The task calls for each record to be given again exactly.

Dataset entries
——————

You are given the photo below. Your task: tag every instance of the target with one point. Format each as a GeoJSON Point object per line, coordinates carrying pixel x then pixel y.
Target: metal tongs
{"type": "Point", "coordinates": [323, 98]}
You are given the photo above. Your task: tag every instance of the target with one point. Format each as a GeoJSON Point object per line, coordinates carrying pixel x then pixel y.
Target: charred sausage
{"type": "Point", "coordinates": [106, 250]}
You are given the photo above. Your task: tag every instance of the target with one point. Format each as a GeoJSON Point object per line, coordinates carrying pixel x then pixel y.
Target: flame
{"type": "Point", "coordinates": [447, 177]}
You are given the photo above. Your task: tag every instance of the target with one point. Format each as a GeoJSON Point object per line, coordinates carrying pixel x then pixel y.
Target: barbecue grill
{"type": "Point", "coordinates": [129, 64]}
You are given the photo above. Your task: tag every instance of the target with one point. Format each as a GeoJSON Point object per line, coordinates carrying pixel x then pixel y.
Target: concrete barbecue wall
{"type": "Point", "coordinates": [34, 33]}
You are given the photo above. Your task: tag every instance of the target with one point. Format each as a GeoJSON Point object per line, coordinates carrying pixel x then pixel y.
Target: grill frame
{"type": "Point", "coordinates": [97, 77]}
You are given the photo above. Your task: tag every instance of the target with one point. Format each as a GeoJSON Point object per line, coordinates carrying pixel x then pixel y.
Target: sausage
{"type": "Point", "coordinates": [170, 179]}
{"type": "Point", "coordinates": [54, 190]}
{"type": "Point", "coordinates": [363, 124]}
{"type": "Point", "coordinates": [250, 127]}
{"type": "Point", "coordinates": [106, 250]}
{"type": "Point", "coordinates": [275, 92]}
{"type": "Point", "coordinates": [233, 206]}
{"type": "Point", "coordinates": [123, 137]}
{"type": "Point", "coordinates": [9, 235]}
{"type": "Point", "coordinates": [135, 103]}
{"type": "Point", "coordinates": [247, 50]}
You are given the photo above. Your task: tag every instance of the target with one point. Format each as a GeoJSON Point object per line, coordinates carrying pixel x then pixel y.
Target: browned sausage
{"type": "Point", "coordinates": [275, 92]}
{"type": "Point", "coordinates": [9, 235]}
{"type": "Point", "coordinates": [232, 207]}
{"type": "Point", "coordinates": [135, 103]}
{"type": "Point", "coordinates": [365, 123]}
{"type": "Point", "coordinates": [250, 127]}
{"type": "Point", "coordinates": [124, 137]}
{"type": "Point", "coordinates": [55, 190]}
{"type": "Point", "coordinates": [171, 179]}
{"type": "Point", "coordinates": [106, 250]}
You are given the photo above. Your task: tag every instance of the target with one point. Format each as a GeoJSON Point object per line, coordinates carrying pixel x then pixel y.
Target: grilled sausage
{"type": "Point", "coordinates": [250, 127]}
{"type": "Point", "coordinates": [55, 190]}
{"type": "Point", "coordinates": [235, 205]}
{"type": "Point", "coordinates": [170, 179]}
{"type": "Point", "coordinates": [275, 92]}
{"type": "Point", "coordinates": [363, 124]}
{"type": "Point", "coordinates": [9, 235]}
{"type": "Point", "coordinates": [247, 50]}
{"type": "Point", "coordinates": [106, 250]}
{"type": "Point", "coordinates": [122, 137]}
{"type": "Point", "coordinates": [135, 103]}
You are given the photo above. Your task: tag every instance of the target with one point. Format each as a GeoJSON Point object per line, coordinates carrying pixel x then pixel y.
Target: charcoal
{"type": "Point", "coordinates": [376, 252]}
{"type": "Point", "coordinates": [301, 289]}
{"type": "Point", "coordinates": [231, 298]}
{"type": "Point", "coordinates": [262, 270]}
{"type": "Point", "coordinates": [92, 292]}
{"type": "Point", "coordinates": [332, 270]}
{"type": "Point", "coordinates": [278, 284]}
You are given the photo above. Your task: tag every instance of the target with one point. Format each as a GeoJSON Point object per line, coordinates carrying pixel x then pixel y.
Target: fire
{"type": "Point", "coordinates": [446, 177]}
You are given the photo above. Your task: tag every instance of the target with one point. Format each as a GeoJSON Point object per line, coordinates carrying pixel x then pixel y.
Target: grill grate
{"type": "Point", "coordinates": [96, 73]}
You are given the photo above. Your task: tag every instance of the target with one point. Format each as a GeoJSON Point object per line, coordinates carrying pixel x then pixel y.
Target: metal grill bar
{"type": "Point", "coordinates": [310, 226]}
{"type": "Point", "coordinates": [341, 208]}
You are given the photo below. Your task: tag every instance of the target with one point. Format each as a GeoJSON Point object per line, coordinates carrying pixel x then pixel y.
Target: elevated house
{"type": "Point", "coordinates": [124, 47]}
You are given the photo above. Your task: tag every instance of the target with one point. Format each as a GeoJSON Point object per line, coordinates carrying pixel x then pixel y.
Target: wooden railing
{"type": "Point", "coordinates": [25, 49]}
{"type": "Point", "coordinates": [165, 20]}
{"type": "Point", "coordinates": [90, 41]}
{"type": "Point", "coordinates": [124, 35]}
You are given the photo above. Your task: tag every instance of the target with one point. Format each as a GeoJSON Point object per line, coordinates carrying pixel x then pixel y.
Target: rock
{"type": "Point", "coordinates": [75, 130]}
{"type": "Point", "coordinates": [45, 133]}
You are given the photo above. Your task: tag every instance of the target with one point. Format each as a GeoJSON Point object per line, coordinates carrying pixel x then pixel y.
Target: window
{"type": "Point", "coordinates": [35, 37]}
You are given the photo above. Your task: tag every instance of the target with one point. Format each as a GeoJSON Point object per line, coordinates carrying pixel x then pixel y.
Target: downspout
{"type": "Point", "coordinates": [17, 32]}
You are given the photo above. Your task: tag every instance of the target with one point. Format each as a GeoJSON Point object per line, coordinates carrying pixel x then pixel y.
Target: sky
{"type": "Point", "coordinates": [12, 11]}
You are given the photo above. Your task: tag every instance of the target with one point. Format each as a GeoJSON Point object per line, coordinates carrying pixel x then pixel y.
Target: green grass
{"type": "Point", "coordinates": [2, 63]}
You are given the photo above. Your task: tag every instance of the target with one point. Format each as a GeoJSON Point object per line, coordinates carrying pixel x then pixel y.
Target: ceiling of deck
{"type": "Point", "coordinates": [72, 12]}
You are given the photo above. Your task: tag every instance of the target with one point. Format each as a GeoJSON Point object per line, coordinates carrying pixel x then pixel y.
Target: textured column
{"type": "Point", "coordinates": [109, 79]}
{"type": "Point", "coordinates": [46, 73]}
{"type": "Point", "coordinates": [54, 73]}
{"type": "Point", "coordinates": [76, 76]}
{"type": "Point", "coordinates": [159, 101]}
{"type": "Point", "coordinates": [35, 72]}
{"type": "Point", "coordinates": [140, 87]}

——————

● **Your response**
You are given the photo below. Your task: tag every instance of the target with one point. Format each as a GeoJSON Point object per line, coordinates carrying pixel x then pixel y.
Target: metal tongs
{"type": "Point", "coordinates": [323, 98]}
You are given the photo above. Your task: tag every instance of the target with one point. Format each as a GeoJSON Point object per line, coordinates carrying pixel x then pixel y.
Target: charred sausage
{"type": "Point", "coordinates": [106, 250]}
You are given the photo above. Your task: tag every instance of the target with one point. Format each as a GeoJSON Point object per line, coordinates carrying pixel x then pixel y.
Target: flame
{"type": "Point", "coordinates": [447, 177]}
You are given the photo above. Your task: tag every instance of the target with one point. Format each as a GeoJSON Point object per line, coordinates carrying pixel x then pixel y.
Target: barbecue grill
{"type": "Point", "coordinates": [129, 64]}
You are given the photo above. Your task: tag every instance of the target with one point. Format each as a GeoJSON Point object per line, coordinates carrying pixel x then pixel y.
Target: concrete barbecue wall
{"type": "Point", "coordinates": [34, 33]}
You are given the photo above. Your task: tag every instance of the target with one point. Format each as a GeoJSON Point object per line, coordinates carrying pixel x then pixel y.
Target: grill frame
{"type": "Point", "coordinates": [97, 77]}
You are given the photo above. Your task: tag every instance of the target with one point. Format each as a GeoJSON Point object per line, coordinates carrying pixel x then pixel y.
Target: sausage
{"type": "Point", "coordinates": [170, 179]}
{"type": "Point", "coordinates": [54, 190]}
{"type": "Point", "coordinates": [363, 124]}
{"type": "Point", "coordinates": [250, 127]}
{"type": "Point", "coordinates": [106, 250]}
{"type": "Point", "coordinates": [275, 92]}
{"type": "Point", "coordinates": [233, 206]}
{"type": "Point", "coordinates": [123, 137]}
{"type": "Point", "coordinates": [9, 235]}
{"type": "Point", "coordinates": [135, 103]}
{"type": "Point", "coordinates": [247, 50]}
You are given the photo above. Your task: tag every instance of the target with one point. Format each as a GeoJSON Point object per line, coordinates carrying pixel x then pixel y.
Target: browned sausage
{"type": "Point", "coordinates": [275, 92]}
{"type": "Point", "coordinates": [9, 235]}
{"type": "Point", "coordinates": [232, 207]}
{"type": "Point", "coordinates": [135, 103]}
{"type": "Point", "coordinates": [365, 123]}
{"type": "Point", "coordinates": [250, 127]}
{"type": "Point", "coordinates": [124, 137]}
{"type": "Point", "coordinates": [55, 190]}
{"type": "Point", "coordinates": [171, 179]}
{"type": "Point", "coordinates": [106, 250]}
You are given the photo above. Your task: tag every instance of the target with one point. Format each as a GeoJSON Point object per line, coordinates carrying pixel x then pixel y.
Target: grilled sausage
{"type": "Point", "coordinates": [250, 127]}
{"type": "Point", "coordinates": [55, 190]}
{"type": "Point", "coordinates": [235, 205]}
{"type": "Point", "coordinates": [170, 179]}
{"type": "Point", "coordinates": [275, 92]}
{"type": "Point", "coordinates": [363, 124]}
{"type": "Point", "coordinates": [9, 235]}
{"type": "Point", "coordinates": [247, 50]}
{"type": "Point", "coordinates": [106, 250]}
{"type": "Point", "coordinates": [122, 137]}
{"type": "Point", "coordinates": [135, 103]}
You are given the photo above. Your task: tag every instance of the target with one point. Format each as a GeoJSON Point object per line, coordinates carrying pixel x then pixel y.
Target: charcoal
{"type": "Point", "coordinates": [376, 252]}
{"type": "Point", "coordinates": [301, 289]}
{"type": "Point", "coordinates": [231, 298]}
{"type": "Point", "coordinates": [262, 270]}
{"type": "Point", "coordinates": [92, 292]}
{"type": "Point", "coordinates": [332, 270]}
{"type": "Point", "coordinates": [278, 284]}
You are given the photo above. Your task: tag every instance of the target with one point. Format each as a GeoJSON Point object per line, coordinates carrying pixel x then pixel y.
Target: fire
{"type": "Point", "coordinates": [446, 177]}
You are given the photo above. Your task: tag every instance of the target with one point. Format each as a GeoJSON Point object per line, coordinates carrying pixel x then pixel y.
Target: grill grate
{"type": "Point", "coordinates": [96, 73]}
You are given the photo above. Your task: tag every instance of the target with one point. Format each as a GeoJSON Point object per line, coordinates carrying pixel x then pixel y.
Target: metal grill bar
{"type": "Point", "coordinates": [310, 226]}
{"type": "Point", "coordinates": [341, 208]}
You are given the photo below. Your task: tag every instance of the target with one point. Format each as a GeoJSON Point object per line, coordinates carrying pixel x then pixel y.
Target: elevated house
{"type": "Point", "coordinates": [124, 47]}
You are given the photo above. Your task: tag every instance of the target with one point. Format each as a GeoJSON Point object per line, coordinates carrying pixel x then pixel y.
Target: wooden railing
{"type": "Point", "coordinates": [25, 49]}
{"type": "Point", "coordinates": [165, 20]}
{"type": "Point", "coordinates": [90, 41]}
{"type": "Point", "coordinates": [124, 35]}
You are given the photo above. Your task: tag every instance of the target with one point. Format each as a GeoJSON Point object per line, coordinates carrying pixel x then pixel y.
Target: rock
{"type": "Point", "coordinates": [75, 130]}
{"type": "Point", "coordinates": [45, 133]}
You are given the photo above. Your task: tag every instance of the target with one point. Format each as a GeoJSON Point object per line, coordinates carrying pixel x then pixel y.
Target: window
{"type": "Point", "coordinates": [35, 37]}
You are given the photo above. Your task: tag every instance of the target with one point. Format each as a GeoJSON Point object per line, coordinates carrying pixel x then pixel y.
Target: downspout
{"type": "Point", "coordinates": [17, 32]}
You are given the photo above. Your task: tag every instance of the target with one point. Format each as a GeoJSON Point object per line, coordinates carrying pixel x then pixel y.
Target: sky
{"type": "Point", "coordinates": [12, 11]}
You are given the photo above. Your task: tag every instance of the target with one point. Format each as a GeoJSON Point object per line, coordinates carrying pixel x then pixel y.
Target: green grass
{"type": "Point", "coordinates": [2, 63]}
You are given the photo above. Your task: tag every instance of the target with one point. Format each as a GeoJSON Point object per line, coordinates carrying pixel x then pixel y.
Target: ceiling of deck
{"type": "Point", "coordinates": [72, 12]}
You are given the photo above. Your task: tag every instance of the target with one point. Format each as a GeoJSON Point object per line, coordinates carrying pixel x then pixel y.
Target: textured column
{"type": "Point", "coordinates": [109, 79]}
{"type": "Point", "coordinates": [46, 73]}
{"type": "Point", "coordinates": [54, 73]}
{"type": "Point", "coordinates": [76, 76]}
{"type": "Point", "coordinates": [159, 101]}
{"type": "Point", "coordinates": [35, 72]}
{"type": "Point", "coordinates": [140, 87]}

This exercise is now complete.